**SELECTED TEXT**
———

We identified all episodes with a primary or secondary ICD-10-CM discharge diagnosis of IE (Supplemental material -Table 1). To mitigate potential coding inaccuracies and ensure diagnostic validity, we applied strict inclusion criteria requiring microbiological confirmation for cases coded with generic IE diagnoses (I33.9, I38, I39). This approach minimizes misclassification and enhances data specificity [16]. All episodes of IE for a single patient during the study period were included. Multiple hospitalizations that result from hospital-to-hospital transfers were considered as a single acute episode of care, which was assigned to the most complex hospital. Episodes with unknown status at discharge, age under 18 years or length of hospital stay ≤ 1 day and discharged alive to home or nursing home were excluded.

In order to identify episodes with a primary or secondary ICD-10-CM discharge diagnosis of IE in patients with ESRD, receiving or not dialysis (hemodialysis [HD] or peritoneal dialysis [PD]), the following ICD-10 codes were used: N18.6 and Z99.2. Renal transplant status was identified with the ICD-10 code Z94.0.

Infectious agents ICD-10 codes are displayed in Supplemental material - Table 2. Clinical information and evolution during hospitalization were extracted from the ICD codes reported for each episode (Supplemental material - Table 3).

———

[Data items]
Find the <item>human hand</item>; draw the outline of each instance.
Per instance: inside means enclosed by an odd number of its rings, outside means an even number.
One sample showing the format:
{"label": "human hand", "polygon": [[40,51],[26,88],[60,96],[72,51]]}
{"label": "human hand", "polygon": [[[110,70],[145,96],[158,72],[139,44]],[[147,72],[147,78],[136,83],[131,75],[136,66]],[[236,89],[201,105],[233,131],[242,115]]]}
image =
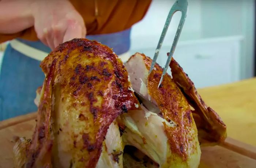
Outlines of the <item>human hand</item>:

———

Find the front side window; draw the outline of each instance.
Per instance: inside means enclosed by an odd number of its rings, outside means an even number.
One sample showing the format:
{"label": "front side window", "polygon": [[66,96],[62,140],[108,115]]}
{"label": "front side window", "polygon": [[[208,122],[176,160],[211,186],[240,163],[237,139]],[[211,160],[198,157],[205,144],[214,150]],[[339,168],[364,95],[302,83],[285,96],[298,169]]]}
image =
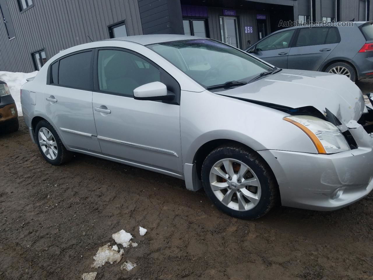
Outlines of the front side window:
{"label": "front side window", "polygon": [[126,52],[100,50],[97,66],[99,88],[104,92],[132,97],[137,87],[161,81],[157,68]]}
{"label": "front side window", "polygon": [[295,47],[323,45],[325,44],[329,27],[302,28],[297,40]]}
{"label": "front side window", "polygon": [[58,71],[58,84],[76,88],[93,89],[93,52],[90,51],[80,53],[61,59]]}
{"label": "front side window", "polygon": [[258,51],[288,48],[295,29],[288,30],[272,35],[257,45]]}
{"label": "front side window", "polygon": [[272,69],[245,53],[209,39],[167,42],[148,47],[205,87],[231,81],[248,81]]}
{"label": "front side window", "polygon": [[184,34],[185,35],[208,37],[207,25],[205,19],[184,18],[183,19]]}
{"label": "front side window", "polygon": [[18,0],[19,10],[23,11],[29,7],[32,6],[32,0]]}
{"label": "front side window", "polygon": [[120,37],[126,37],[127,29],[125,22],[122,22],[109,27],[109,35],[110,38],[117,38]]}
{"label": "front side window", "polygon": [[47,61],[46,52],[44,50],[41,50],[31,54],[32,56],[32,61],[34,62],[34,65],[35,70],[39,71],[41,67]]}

———

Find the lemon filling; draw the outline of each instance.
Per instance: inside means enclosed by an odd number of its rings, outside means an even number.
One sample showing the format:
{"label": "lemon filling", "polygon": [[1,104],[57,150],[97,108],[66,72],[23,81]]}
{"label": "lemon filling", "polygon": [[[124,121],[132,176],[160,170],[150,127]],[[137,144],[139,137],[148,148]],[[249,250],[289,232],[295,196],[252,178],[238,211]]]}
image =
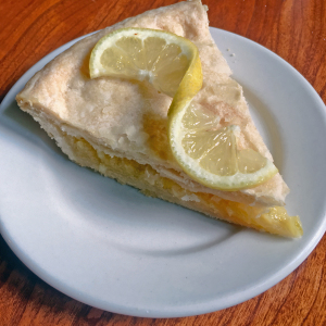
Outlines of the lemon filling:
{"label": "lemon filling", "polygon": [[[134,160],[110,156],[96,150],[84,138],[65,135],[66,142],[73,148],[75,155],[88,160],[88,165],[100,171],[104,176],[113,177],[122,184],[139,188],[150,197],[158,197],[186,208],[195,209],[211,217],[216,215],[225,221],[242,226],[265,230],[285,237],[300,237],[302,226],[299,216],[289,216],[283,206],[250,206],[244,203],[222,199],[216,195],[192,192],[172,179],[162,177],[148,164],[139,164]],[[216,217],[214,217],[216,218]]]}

———

**INSTRUCTIONS TO FOLLOW**
In the passage on identifying endocarditis episodes, which ICD-10 code marks renal transplant status? Please answer briefly. This material was taken from another source.

**YOUR SOLUTION**
Z94.0